• Your goal
Please copy everything from the start of the records down to the line containing "233 97 L 211", substituting "upper-left corner" for "top-left corner" and keeping everything else the same. Leave the pictures out of your copy.

--------

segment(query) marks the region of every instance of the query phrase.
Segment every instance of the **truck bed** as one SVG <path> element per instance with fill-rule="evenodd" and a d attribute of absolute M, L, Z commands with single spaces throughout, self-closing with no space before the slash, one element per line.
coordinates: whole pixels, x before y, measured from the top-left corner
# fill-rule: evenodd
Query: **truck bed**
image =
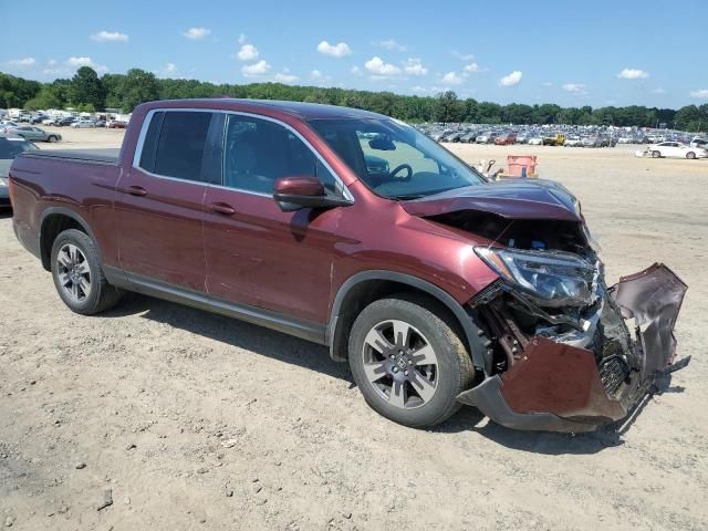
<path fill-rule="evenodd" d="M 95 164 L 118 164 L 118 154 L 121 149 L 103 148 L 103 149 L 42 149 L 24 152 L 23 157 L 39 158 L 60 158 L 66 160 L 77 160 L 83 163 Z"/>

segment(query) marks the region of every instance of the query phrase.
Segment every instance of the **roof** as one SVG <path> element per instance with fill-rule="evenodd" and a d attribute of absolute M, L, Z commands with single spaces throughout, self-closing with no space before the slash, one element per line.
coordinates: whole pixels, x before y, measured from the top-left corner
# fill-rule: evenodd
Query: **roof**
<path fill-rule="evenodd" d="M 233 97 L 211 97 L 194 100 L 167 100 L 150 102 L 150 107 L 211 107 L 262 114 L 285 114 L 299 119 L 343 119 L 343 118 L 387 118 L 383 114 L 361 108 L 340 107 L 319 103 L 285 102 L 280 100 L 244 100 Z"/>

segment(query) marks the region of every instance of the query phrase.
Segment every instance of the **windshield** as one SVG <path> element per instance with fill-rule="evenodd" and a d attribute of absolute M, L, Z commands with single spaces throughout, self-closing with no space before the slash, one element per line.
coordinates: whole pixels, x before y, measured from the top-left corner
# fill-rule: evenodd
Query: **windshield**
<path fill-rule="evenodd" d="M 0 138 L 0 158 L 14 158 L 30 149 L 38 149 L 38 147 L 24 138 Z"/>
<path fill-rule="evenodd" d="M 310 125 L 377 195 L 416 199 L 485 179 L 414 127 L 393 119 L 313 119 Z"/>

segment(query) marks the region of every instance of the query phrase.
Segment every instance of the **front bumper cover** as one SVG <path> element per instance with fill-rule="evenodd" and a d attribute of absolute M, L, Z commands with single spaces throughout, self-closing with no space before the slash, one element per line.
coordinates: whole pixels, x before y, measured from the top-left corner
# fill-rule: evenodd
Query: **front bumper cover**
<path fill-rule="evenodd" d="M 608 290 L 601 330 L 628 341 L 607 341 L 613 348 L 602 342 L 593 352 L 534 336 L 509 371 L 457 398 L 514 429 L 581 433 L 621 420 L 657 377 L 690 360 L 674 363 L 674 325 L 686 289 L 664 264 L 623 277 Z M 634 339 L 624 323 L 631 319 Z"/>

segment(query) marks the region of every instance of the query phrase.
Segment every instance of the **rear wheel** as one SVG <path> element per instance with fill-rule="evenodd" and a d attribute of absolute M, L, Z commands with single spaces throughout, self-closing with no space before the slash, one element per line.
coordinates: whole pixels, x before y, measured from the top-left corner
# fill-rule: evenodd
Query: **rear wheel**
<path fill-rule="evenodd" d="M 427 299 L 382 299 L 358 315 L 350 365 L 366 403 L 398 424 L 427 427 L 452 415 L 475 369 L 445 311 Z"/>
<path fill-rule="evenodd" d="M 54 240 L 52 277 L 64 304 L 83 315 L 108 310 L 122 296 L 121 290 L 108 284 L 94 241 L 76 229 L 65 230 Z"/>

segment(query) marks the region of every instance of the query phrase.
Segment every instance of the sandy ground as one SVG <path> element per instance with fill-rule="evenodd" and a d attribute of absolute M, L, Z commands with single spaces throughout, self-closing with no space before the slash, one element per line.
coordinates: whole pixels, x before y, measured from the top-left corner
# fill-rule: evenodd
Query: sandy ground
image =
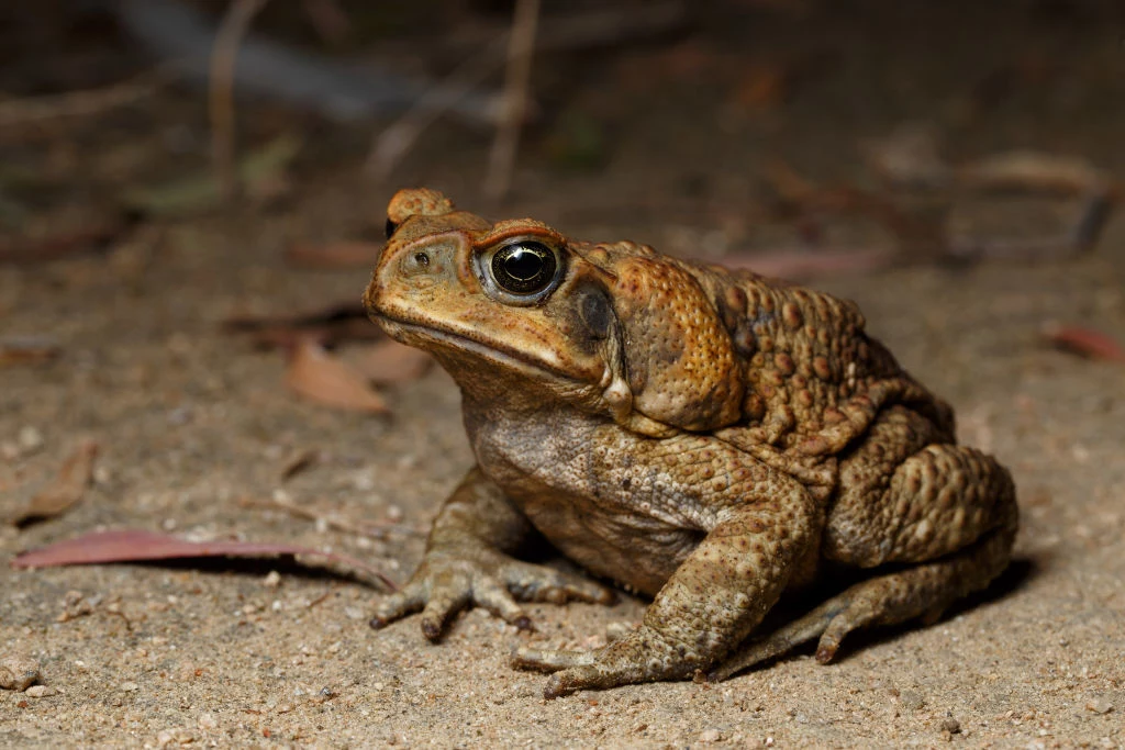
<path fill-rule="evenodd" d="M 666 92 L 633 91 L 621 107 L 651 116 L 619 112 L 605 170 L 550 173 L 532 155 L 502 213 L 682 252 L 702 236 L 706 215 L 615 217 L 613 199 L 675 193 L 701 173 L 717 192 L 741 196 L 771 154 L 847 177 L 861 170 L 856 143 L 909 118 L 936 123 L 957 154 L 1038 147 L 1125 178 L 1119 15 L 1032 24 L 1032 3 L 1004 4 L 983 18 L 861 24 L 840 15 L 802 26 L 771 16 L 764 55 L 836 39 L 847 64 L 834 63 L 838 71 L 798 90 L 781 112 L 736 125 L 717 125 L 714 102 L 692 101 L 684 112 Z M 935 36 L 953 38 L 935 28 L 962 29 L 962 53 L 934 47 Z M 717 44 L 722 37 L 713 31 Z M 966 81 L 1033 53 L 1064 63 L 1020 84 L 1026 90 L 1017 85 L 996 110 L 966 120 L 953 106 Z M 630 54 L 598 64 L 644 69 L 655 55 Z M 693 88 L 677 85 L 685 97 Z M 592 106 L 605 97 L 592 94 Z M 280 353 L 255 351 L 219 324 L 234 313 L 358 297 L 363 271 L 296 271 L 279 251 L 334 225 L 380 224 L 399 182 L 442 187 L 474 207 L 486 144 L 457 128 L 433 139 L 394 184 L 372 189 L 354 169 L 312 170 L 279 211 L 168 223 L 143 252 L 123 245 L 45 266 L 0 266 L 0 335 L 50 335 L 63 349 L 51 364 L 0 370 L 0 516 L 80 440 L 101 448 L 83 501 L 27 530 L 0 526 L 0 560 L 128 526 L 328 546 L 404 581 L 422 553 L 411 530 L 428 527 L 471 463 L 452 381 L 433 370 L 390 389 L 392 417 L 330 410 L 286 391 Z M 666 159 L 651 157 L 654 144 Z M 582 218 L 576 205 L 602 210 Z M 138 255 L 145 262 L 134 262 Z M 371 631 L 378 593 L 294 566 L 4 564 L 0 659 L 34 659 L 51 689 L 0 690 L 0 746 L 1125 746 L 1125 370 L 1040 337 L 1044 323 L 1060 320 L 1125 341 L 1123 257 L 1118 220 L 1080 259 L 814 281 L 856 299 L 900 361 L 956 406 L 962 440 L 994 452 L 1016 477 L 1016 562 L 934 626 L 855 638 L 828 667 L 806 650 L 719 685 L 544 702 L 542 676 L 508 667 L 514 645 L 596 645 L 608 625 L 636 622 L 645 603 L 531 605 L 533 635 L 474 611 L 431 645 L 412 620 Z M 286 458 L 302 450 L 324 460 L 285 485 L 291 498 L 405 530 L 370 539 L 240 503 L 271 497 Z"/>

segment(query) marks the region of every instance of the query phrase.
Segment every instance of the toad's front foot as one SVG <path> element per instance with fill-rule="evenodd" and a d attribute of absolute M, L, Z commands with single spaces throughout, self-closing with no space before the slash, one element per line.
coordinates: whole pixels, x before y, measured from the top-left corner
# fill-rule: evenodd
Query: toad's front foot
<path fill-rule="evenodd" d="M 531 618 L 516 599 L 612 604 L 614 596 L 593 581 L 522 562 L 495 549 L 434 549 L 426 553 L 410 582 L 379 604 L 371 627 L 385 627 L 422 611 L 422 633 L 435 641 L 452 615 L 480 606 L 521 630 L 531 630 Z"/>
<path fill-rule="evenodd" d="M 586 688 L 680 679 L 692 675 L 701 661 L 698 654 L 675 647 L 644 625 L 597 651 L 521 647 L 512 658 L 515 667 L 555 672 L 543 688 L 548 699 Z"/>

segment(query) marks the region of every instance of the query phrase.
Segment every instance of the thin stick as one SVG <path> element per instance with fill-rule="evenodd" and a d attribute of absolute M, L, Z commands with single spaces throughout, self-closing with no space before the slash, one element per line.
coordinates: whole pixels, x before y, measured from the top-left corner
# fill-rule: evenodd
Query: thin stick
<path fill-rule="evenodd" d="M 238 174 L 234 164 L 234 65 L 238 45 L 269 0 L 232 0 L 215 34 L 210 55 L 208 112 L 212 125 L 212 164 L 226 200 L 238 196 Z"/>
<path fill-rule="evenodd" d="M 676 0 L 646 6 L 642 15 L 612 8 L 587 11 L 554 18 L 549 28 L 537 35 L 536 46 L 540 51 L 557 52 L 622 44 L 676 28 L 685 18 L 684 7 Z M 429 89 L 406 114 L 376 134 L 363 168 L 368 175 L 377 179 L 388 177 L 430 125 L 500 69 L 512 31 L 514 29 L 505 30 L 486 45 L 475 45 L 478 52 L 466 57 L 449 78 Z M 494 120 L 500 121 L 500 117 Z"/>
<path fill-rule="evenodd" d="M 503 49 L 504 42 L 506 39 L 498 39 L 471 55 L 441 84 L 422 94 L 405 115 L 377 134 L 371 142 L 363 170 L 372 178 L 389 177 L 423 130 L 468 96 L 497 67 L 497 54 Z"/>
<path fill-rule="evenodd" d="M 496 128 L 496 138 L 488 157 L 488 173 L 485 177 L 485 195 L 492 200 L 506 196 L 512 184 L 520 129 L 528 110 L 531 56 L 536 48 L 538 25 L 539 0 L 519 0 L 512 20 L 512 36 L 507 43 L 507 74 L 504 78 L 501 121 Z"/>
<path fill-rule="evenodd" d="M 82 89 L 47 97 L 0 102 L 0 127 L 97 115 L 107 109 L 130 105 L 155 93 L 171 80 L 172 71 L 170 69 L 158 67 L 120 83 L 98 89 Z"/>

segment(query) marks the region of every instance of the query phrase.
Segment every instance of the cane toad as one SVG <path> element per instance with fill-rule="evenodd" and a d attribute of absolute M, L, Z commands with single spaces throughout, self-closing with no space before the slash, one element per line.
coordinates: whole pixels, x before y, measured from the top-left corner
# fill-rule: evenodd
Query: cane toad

--------

• Task solution
segment(query) marks the region of every instance of the query phrase.
Segment every instance of the **truck bed** as one SVG <path> element per instance with fill-rule="evenodd" and a d attribute of absolute M, L, Z commands with single spaces throughout, self-closing with no space before the slash, one element per line.
coordinates: whole pixels, x before y, measured from the upper-left corner
# fill-rule: evenodd
Query: **truck bed**
image =
<path fill-rule="evenodd" d="M 95 164 L 118 164 L 118 154 L 121 149 L 103 148 L 103 149 L 42 149 L 24 152 L 23 157 L 39 158 L 60 158 L 66 160 L 77 160 L 83 163 Z"/>

segment(query) marks the region of every instance of the query phrase.
Segment every instance of the **roof** as one SVG <path> element per instance with fill-rule="evenodd" and a d attribute of absolute M, L, Z commands with single spaces throughout, self-closing with no space before the slash, one element per line.
coordinates: whole pixels, x before y, measured from the upper-left corner
# fill-rule: evenodd
Query: **roof**
<path fill-rule="evenodd" d="M 233 97 L 211 97 L 194 100 L 167 100 L 150 102 L 150 107 L 211 107 L 262 114 L 285 114 L 299 119 L 343 119 L 343 118 L 387 118 L 383 114 L 361 108 L 340 107 L 319 103 L 285 102 L 280 100 L 244 100 Z"/>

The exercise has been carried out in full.